(Excerpts from a pointing dataset)
# # #
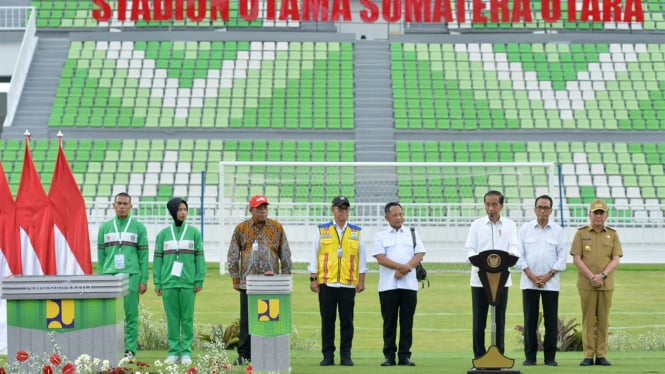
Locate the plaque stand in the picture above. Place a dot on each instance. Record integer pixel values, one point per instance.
(493, 270)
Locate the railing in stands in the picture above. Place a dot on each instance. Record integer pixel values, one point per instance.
(12, 19)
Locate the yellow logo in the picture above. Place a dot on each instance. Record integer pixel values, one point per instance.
(493, 261)
(268, 310)
(60, 314)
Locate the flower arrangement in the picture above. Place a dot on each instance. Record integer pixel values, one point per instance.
(213, 359)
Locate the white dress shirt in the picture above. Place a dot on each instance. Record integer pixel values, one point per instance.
(397, 245)
(485, 235)
(541, 250)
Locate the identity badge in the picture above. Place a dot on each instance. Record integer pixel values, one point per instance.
(176, 270)
(119, 261)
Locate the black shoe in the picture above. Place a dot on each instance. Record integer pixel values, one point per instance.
(130, 356)
(602, 361)
(586, 362)
(406, 362)
(346, 361)
(388, 362)
(327, 361)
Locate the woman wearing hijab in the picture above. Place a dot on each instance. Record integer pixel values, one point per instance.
(179, 269)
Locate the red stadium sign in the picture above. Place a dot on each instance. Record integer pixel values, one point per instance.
(427, 11)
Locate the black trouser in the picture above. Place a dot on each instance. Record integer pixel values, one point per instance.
(245, 340)
(530, 299)
(398, 304)
(480, 307)
(332, 299)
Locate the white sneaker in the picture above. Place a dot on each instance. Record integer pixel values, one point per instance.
(186, 360)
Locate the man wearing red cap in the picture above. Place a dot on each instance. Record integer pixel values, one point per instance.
(258, 246)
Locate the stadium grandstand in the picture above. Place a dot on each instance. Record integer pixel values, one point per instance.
(430, 114)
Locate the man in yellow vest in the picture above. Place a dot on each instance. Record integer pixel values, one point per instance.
(337, 272)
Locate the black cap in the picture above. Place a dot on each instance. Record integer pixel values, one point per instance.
(341, 200)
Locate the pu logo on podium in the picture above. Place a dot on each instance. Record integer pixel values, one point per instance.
(60, 314)
(268, 310)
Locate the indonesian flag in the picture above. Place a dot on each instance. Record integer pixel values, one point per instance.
(10, 255)
(35, 222)
(70, 229)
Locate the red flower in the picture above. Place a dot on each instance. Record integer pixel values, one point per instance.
(69, 368)
(22, 356)
(55, 359)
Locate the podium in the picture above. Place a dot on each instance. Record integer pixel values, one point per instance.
(84, 311)
(269, 314)
(493, 271)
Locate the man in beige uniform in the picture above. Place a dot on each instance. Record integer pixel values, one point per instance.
(596, 252)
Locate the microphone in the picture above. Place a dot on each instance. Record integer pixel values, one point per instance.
(492, 227)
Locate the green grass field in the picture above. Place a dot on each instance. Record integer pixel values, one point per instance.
(442, 331)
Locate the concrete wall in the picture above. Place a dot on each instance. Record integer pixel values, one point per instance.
(9, 51)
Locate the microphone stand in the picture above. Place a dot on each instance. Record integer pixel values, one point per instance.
(493, 307)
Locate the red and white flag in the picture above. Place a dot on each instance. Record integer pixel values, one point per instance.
(34, 221)
(70, 229)
(10, 254)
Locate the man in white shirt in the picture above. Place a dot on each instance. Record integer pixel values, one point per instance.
(490, 232)
(542, 256)
(337, 272)
(397, 256)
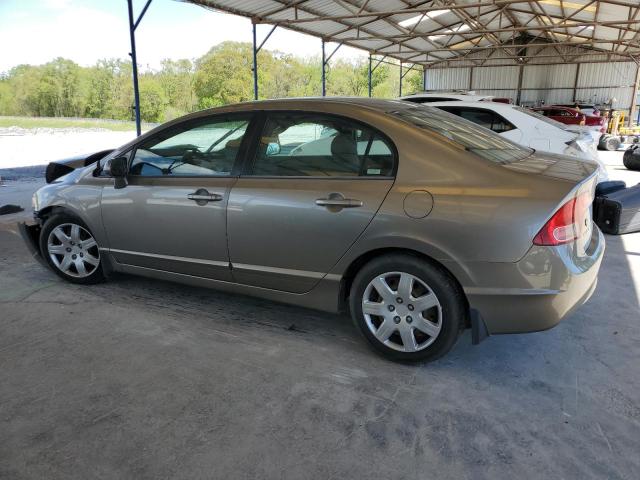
# # #
Render every line of the records above as a numbered list, omitting blank lines. Leave the pictures out of the list.

1. Locate the plaque stand in the picture above. Place a dot on each instance. Record integer pixel values, one point per instance.
2. (493, 270)
3. Locate the railing in stands in the picture above. Place a dot on each instance. Record integer pixel values, one point per instance.
4. (12, 19)
5. Locate the yellow logo in the picture above. Place a dot on each instance. Record integer pixel values, one point per instance.
6. (493, 261)
7. (268, 310)
8. (60, 314)
9. Locate the flower arrangement in the picture above. Place a dot on each instance. Record integer pixel values, one point per instance.
10. (213, 359)
11. Locate the white dress shirt in the picture above. Place a dot on each instance. Record integer pixel values, one point per instance.
12. (397, 245)
13. (485, 235)
14. (541, 250)
15. Locate the identity badge in the picture above. Place a dot on each instance. Record integer pixel values, one point per instance.
16. (176, 270)
17. (119, 261)
18. Locate the black shoe in the picture above. Place a dot on each instance. Record integer pixel values, one point per instance.
19. (130, 356)
20. (602, 361)
21. (586, 362)
22. (406, 362)
23. (346, 361)
24. (388, 362)
25. (327, 361)
26. Locate the woman wearing hijab in the picture above. Place a dot on each instance. Record integer pixel values, one point per instance.
27. (179, 269)
28. Locate the red stadium sign in the picture above. Place a dot on each instance. Record integer pixel values, one point per instance.
29. (427, 11)
30. Locate the black trouser in the picture above. Place a dot on each instance. Record integer pixel values, one point per instance.
31. (245, 340)
32. (530, 299)
33. (398, 304)
34. (480, 307)
35. (332, 299)
36. Locate the white sneaker in the picture above. Place a dot on each instance. Record integer pixel values, one point per instance.
37. (186, 360)
38. Locate the man wearing red cap in the picture above. Place a dot on each instance. Record integer pixel values, one point per instance.
39. (258, 246)
40. Locate the stadium grandstand in the picture above. Place a dot on each instance. Record integer pixel values, one point per instance.
41. (430, 114)
42. Locate the man in yellow vest in the picture above. Place a dot on each instance. Record integer pixel values, one point per instance.
43. (337, 272)
44. Locate the black cap in the picture above. Place a dot on each instance. Record integer pixel values, one point per instance.
45. (341, 200)
46. Locate the pu logo on podium in the picture above. Place a dot on each instance. Record integer pixel values, one point per instance.
47. (60, 314)
48. (268, 310)
49. Locate the indonesian flag in the picture above. Place a dot on each instance. Record integer pixel values, one point per instance.
50. (10, 255)
51. (35, 222)
52. (70, 229)
53. Locate the red flower in the picture above. Place a dot on each instance. Record integer pixel values, one point per instance.
54. (69, 368)
55. (22, 356)
56. (55, 359)
57. Locate the podium in the picture above. Place a dot on each instance. Record integer pixel values, one point per instance.
58. (84, 311)
59. (269, 314)
60. (493, 271)
61. Locate the man in beige uniform in the picture above. Place a dot on each instance. Record integer pixel values, one point per instance.
62. (596, 252)
63. Locate the microphone in the picture above. Place a dot on each instance. Record integer pixel values, one point per instance.
64. (492, 227)
65. Locate the green grass field in the picture above. Place a dot on each instance. Record integer pixel values, one point per instance.
66. (442, 331)
67. Locate the concrete wall in the picture above. Place a dot on each instance. Record integer pixel values, one point per instance.
68. (9, 51)
69. Locate the microphone stand in the picture above. Place a dot on each instance. Record integer pixel values, one point per instance.
70. (493, 307)
71. Locate the red and white flag in the picture above. Place a dot on each instance. Record integer pixel values, one point per instance.
72. (34, 221)
73. (70, 229)
74. (10, 254)
75. Locate the man in white shirt in the picture above. Place a dot on each instance. Record integer pixel values, one point per instance.
76. (490, 232)
77. (542, 256)
78. (337, 272)
79. (397, 256)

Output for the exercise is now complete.